— Start of Listed entries —

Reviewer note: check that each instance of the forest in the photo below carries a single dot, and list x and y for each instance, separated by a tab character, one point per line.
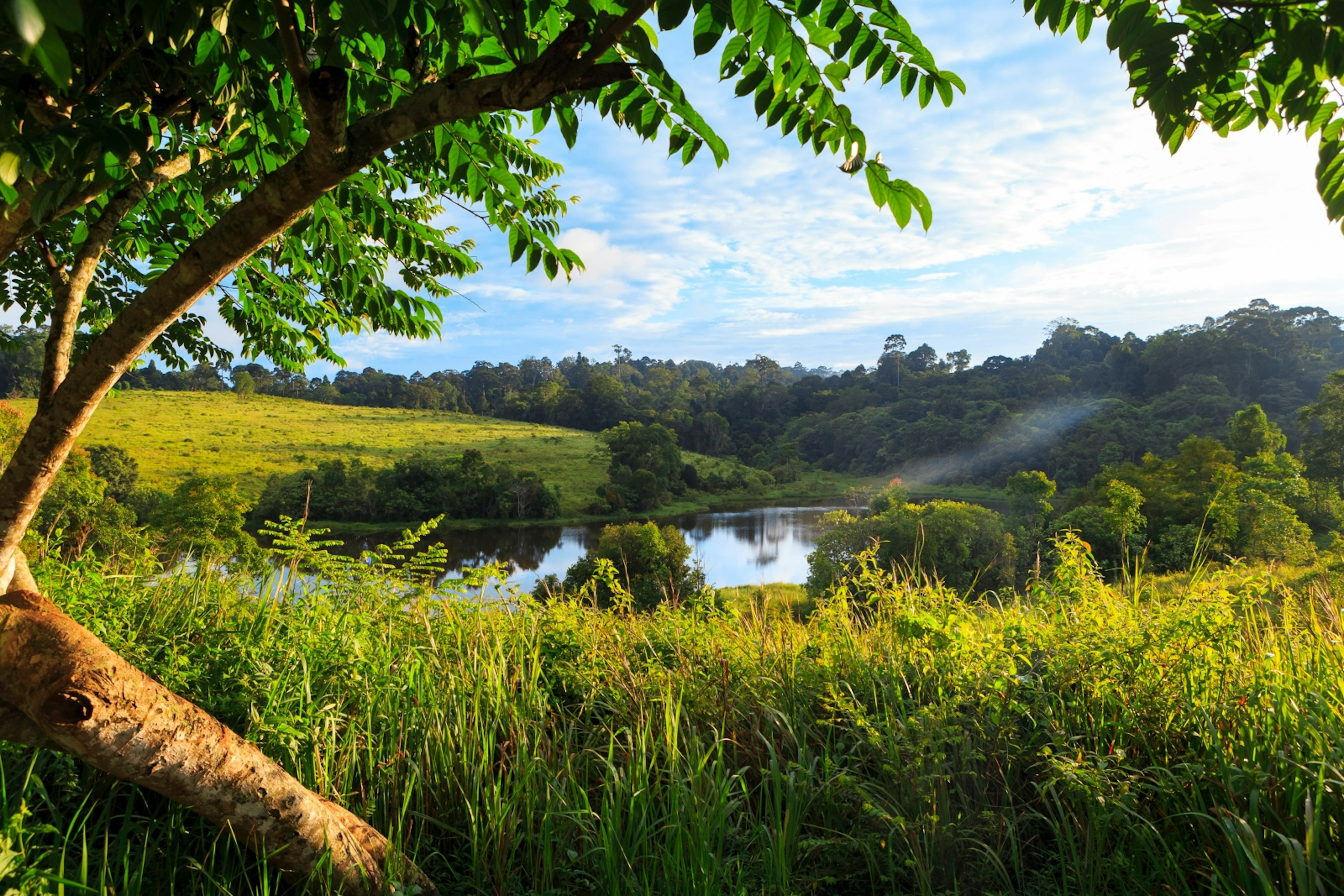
1081	401
1126	678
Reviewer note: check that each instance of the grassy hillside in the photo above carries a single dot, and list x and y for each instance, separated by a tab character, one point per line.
1178	735
178	435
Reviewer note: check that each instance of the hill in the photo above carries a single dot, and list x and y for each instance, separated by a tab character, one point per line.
178	435
1083	401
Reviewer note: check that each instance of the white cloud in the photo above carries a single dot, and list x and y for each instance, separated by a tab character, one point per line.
1051	197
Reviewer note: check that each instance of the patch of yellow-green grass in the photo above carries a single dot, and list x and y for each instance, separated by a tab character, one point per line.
775	601
174	436
178	435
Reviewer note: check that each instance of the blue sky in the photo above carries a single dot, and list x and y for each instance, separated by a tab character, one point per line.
1051	199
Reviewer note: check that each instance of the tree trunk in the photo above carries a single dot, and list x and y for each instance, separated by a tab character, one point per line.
59	686
65	688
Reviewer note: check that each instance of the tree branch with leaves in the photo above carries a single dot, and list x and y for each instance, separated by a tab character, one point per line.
289	159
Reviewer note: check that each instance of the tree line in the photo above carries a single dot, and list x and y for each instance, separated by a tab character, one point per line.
1083	401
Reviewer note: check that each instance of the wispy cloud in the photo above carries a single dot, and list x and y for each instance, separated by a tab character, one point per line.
1051	197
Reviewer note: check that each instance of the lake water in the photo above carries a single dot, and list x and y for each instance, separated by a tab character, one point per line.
736	547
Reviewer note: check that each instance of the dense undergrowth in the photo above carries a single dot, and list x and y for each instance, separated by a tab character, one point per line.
1176	735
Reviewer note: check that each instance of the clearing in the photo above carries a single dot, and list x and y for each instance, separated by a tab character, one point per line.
178	435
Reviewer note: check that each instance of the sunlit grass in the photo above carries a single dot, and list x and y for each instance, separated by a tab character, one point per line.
1171	737
174	436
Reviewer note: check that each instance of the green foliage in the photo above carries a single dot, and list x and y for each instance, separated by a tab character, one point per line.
1124	511
413	489
77	514
1202	503
1252	435
899	741
647	565
1084	401
1323	446
964	546
244	385
113	465
205	518
646	468
1029	498
1227	66
96	97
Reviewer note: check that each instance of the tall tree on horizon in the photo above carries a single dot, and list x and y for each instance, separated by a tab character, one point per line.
284	156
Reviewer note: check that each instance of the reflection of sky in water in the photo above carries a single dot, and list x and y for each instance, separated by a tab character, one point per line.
738	547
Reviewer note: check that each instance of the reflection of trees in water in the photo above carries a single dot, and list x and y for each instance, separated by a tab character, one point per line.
758	536
521	547
765	530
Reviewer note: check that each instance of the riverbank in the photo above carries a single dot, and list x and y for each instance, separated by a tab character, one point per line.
1072	743
174	436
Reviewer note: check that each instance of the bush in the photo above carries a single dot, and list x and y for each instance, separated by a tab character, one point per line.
651	563
205	518
419	488
115	467
646	468
966	546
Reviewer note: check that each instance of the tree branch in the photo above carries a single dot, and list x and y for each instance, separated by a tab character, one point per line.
262	214
617	30
322	93
70	289
287	29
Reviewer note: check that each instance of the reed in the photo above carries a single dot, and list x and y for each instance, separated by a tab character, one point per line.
1167	737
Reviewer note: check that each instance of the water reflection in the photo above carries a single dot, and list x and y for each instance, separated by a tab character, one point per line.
736	547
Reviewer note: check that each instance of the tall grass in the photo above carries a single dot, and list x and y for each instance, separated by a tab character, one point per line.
1162	738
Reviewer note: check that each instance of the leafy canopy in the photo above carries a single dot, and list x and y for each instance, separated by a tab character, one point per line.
94	97
1227	65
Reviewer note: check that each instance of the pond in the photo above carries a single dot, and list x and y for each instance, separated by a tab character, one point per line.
736	547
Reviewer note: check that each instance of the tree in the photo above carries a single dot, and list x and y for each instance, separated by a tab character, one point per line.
205	518
1029	498
646	465
652	565
244	386
1323	446
1227	65
1252	435
115	467
281	158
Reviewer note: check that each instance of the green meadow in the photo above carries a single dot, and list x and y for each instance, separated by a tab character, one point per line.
1166	735
174	436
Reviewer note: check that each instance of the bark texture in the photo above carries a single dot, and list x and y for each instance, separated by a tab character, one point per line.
78	695
59	686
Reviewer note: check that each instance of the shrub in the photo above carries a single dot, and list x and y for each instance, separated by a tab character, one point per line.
413	489
966	546
205	518
654	565
646	468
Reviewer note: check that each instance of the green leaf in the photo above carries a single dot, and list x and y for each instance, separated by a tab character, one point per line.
569	121
648	31
10	168
64	14
672	13
1085	19
944	92
27	21
836	73
53	57
745	14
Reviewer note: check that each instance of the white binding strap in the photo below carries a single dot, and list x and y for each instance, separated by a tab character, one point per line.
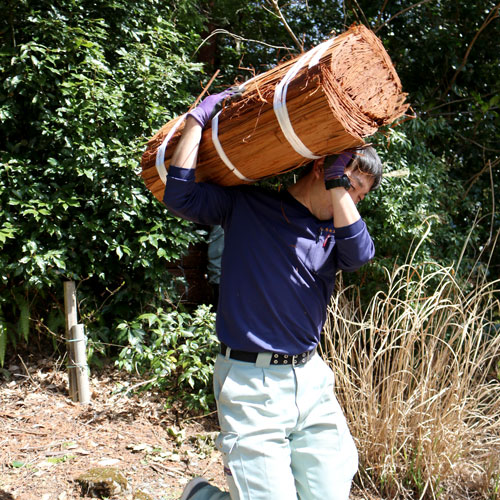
279	101
160	153
222	154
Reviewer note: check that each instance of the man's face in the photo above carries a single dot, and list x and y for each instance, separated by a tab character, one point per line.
361	184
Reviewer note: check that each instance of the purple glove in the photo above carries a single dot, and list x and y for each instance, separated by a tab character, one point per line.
335	165
208	107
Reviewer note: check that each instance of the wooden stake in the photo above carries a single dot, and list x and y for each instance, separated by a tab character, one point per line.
80	367
71	320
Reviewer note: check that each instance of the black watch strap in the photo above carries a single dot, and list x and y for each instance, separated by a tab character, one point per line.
339	182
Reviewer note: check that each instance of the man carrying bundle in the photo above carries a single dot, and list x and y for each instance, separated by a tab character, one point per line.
283	435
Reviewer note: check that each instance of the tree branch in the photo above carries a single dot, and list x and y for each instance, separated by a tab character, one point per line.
241	39
493	14
280	15
401	12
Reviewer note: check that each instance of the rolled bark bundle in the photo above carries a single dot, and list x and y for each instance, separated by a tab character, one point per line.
320	103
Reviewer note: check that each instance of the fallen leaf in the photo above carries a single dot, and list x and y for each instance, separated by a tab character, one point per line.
108	461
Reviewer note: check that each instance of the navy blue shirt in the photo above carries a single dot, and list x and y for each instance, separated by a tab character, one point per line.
279	261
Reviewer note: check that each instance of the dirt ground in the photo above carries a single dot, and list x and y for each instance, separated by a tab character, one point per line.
47	441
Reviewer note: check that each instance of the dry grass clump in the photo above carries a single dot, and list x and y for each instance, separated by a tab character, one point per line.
418	377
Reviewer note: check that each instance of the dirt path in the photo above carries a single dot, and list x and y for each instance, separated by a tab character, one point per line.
47	441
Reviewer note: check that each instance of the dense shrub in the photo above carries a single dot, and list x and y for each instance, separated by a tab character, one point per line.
84	84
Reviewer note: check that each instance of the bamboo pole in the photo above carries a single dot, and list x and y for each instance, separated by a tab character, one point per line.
80	367
71	320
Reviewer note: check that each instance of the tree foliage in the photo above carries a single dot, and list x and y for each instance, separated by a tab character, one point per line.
84	84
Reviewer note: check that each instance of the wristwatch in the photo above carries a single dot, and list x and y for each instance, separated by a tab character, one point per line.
339	182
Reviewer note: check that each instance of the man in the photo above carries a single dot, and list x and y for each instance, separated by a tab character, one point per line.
283	435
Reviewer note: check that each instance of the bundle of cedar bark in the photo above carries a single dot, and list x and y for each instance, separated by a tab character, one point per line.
330	98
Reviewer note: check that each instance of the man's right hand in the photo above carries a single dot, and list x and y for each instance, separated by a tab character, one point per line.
207	109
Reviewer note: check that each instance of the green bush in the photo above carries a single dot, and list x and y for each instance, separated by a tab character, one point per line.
84	85
176	350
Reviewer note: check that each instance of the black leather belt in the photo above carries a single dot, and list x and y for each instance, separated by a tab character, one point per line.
276	359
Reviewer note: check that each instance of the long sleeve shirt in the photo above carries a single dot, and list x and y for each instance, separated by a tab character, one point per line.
279	261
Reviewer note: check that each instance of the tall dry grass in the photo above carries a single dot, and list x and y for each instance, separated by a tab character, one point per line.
418	377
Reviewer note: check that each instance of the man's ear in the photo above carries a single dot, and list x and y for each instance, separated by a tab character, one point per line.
318	167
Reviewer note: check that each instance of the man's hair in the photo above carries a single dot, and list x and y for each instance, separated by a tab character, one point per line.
366	160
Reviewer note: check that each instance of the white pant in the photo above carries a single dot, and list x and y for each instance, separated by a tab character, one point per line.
283	434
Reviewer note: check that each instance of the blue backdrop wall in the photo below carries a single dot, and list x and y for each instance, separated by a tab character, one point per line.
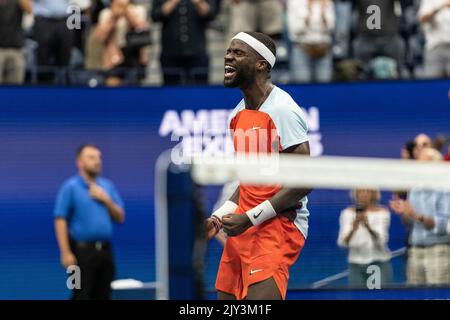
41	127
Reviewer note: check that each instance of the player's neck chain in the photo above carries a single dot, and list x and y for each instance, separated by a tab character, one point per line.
266	94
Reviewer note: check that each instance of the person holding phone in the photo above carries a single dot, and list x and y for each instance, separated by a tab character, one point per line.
364	230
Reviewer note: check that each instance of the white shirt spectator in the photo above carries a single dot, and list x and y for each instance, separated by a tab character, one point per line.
363	248
315	30
437	30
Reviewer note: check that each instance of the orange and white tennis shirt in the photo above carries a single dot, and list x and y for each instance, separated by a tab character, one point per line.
277	125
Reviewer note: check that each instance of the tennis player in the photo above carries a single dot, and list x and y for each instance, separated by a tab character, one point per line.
265	236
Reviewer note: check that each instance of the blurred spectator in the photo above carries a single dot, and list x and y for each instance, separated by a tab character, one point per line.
53	37
434	16
407	152
85	209
256	15
364	230
428	213
310	24
80	34
119	43
379	46
447	155
184	57
12	56
421	141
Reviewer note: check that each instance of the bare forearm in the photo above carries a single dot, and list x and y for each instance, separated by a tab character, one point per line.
26	5
235	197
349	236
287	198
62	234
136	21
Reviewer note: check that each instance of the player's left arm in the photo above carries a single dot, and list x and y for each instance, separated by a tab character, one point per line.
283	202
289	197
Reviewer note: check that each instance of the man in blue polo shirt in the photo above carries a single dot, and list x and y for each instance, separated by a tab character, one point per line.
85	209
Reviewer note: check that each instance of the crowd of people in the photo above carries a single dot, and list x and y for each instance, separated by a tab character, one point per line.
111	41
364	226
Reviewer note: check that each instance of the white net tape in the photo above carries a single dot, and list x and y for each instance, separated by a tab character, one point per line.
324	172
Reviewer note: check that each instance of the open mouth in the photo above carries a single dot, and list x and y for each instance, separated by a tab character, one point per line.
229	71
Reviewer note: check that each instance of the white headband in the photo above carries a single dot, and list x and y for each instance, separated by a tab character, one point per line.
258	46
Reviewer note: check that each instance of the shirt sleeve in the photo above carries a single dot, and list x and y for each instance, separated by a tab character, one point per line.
115	196
381	227
291	127
345	226
63	205
442	218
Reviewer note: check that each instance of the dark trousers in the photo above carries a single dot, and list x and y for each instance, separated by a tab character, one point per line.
185	69
97	271
55	42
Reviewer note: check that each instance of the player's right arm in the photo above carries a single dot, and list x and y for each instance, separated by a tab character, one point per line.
214	223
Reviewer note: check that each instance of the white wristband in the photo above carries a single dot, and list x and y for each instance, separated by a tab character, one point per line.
262	212
226	208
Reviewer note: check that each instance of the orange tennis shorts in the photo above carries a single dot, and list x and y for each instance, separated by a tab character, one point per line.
261	252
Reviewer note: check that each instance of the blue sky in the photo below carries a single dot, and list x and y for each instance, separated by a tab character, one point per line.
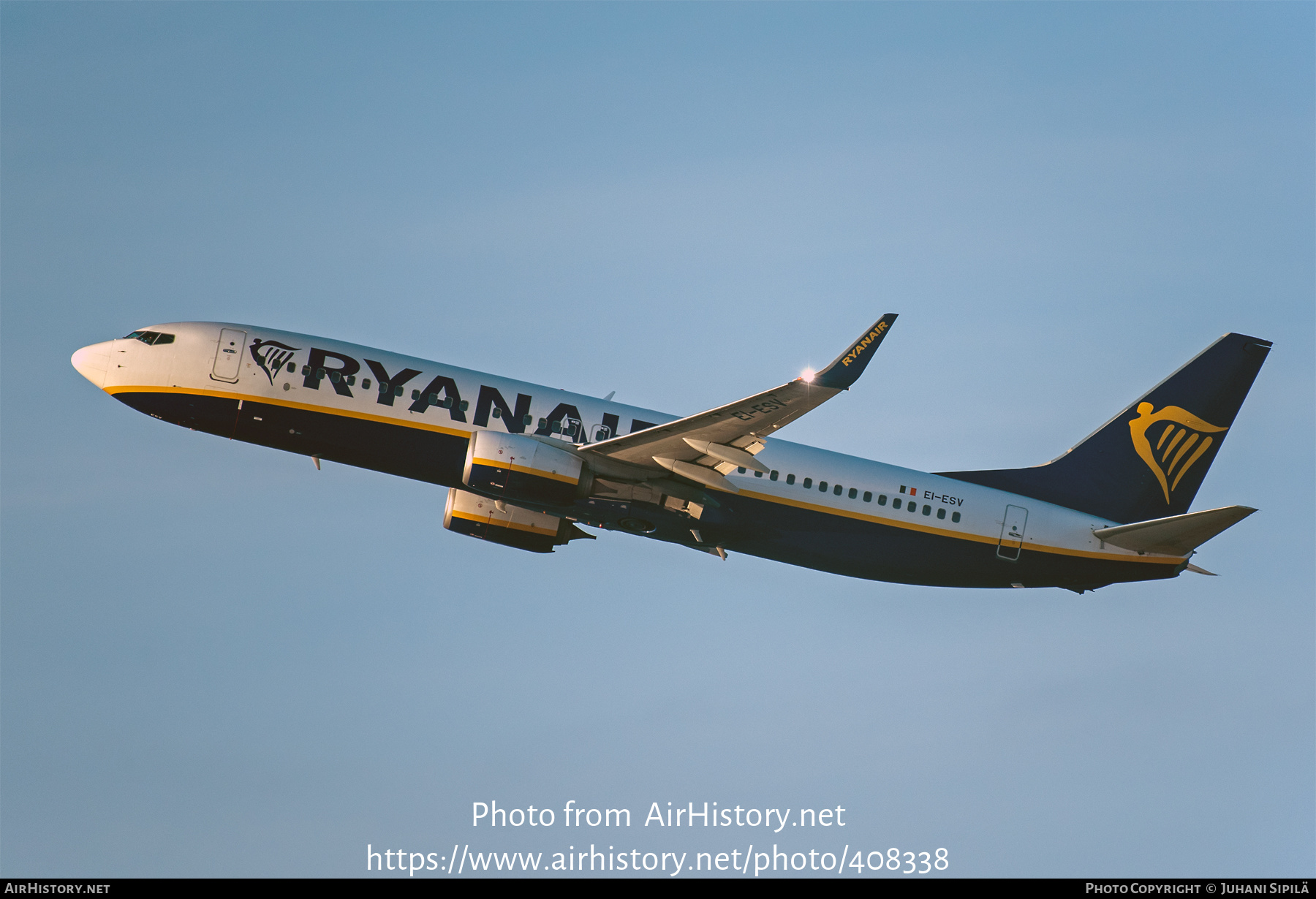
217	661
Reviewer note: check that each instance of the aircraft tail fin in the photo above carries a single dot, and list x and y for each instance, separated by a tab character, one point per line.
1149	461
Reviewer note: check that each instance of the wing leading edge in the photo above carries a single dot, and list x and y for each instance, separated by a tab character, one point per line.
702	448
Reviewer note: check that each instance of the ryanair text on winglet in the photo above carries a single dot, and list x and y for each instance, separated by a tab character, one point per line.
863	344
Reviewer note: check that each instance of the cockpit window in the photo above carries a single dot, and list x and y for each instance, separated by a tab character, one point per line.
151	337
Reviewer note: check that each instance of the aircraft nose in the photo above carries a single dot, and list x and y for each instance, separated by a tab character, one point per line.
92	363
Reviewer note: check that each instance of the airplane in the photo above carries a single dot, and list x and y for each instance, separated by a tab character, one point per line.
526	466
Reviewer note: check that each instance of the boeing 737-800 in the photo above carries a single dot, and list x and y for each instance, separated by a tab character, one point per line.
526	465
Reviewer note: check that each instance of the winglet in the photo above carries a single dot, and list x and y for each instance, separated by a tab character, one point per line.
847	368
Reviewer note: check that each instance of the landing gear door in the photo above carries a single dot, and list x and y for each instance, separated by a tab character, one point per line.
1013	534
228	356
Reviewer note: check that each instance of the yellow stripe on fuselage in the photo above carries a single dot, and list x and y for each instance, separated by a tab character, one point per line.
957	535
537	473
766	498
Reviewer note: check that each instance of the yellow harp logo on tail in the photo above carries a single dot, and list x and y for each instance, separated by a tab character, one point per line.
1181	442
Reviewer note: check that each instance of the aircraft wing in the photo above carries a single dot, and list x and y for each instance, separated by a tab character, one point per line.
704	447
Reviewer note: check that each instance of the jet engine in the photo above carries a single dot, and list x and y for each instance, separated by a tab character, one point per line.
478	516
519	468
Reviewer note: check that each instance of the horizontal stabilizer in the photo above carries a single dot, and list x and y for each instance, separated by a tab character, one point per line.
1178	535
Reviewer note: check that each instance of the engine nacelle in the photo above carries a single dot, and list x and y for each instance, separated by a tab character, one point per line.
478	516
518	468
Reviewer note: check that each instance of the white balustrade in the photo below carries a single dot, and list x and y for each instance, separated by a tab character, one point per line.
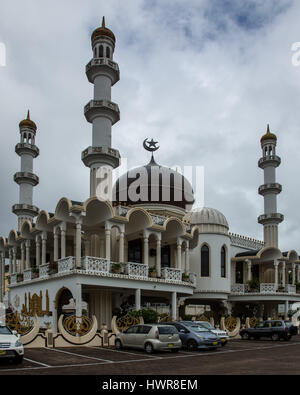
138	270
291	289
65	265
44	270
171	274
268	288
193	278
95	265
27	275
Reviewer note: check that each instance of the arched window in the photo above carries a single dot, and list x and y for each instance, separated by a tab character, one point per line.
223	262
205	261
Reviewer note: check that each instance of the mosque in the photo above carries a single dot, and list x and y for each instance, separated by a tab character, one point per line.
138	241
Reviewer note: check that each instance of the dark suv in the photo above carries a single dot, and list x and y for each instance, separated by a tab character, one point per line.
275	329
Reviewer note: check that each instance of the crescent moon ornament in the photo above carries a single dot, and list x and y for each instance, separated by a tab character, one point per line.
150	145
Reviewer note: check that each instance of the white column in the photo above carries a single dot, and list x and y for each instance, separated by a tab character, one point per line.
276	274
78	243
294	274
56	244
138	299
283	274
146	250
63	240
44	247
174	306
249	265
37	251
107	243
178	255
158	258
121	247
187	259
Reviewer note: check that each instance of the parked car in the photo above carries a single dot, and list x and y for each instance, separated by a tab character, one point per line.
218	332
195	337
150	337
274	329
11	346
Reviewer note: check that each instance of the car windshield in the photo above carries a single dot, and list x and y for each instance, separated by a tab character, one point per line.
4	330
166	330
197	328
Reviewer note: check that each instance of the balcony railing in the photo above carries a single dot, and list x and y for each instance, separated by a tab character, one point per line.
65	265
171	274
95	265
138	270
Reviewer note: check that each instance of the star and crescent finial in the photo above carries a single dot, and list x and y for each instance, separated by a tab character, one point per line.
150	145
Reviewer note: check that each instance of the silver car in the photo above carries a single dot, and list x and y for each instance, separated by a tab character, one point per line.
149	337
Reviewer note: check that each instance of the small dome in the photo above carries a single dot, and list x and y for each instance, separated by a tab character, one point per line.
28	122
154	184
268	136
103	31
206	216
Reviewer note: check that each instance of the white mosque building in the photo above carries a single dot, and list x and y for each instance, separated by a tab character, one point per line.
104	252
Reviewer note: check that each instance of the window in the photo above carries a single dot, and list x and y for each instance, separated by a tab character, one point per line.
223	262
205	261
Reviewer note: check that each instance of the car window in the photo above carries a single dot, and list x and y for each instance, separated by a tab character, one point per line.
4	330
167	330
132	329
144	329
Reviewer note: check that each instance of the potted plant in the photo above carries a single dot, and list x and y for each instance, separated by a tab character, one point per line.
254	285
185	277
152	271
116	267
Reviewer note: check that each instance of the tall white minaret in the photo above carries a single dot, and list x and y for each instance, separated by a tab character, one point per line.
270	189
26	179
103	72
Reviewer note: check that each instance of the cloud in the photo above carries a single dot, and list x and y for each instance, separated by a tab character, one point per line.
202	77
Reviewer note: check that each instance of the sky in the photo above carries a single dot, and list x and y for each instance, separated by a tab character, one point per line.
202	77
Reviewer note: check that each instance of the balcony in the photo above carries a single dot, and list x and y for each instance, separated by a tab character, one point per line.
264	289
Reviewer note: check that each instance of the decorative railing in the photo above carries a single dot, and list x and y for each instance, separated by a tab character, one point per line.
239	288
291	289
268	288
44	270
13	279
28	275
193	278
171	274
95	265
65	265
136	269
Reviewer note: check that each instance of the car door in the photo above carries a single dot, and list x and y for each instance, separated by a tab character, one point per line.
129	338
183	333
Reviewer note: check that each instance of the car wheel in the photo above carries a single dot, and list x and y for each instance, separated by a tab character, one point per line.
118	345
192	345
149	348
18	360
275	337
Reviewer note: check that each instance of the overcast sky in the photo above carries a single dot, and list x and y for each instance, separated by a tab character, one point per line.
203	77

— End of Listed entries —

From the line containing "Reviewer note: check that each instance of the car door" through the final line of the listing above, retype every line exactly; leave out everything else.

Solution below =
Reviewer note: check that each instance of the car door in the photo above carries a single dot, and list x and y for each instance, separated by a tab character, one point per line.
129	338
183	333
Reviewer note: check that each instance of the car wheel in the photo above carries a single dot, and list x and y for each instance, separated by a tab character, one point per line.
118	345
192	345
149	348
18	360
275	337
Reviewer note: check that each instance of the overcast sky in the photo above carries a single dot, and list x and y for each instance, separated by a tab character, one point per line.
203	77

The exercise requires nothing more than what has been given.